YOUR GOAL.
Reproduce the following lines exactly as they appear, covering every entry.

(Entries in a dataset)
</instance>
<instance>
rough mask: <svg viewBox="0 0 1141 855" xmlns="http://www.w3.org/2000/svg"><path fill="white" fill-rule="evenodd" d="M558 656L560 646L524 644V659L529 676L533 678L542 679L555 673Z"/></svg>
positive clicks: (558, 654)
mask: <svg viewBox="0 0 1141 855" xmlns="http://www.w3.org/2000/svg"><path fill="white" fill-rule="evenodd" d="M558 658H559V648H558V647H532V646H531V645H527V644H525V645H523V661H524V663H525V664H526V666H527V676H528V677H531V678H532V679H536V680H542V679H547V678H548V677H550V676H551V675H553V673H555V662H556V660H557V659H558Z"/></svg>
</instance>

EXERCISE ANSWER.
</instance>
<instance>
rough mask: <svg viewBox="0 0 1141 855" xmlns="http://www.w3.org/2000/svg"><path fill="white" fill-rule="evenodd" d="M558 656L560 646L524 644V659L529 676L533 678L542 679L555 673Z"/></svg>
positive clicks: (558, 654)
mask: <svg viewBox="0 0 1141 855" xmlns="http://www.w3.org/2000/svg"><path fill="white" fill-rule="evenodd" d="M558 658H559V648H558V647H532V646H531V645H527V644H525V645H523V661H524V663H525V664H526V666H527V676H528V677H531V678H532V679H536V680H542V679H547V678H548V677H550V676H551V675H553V673H555V662H556V660H557V659H558Z"/></svg>
</instance>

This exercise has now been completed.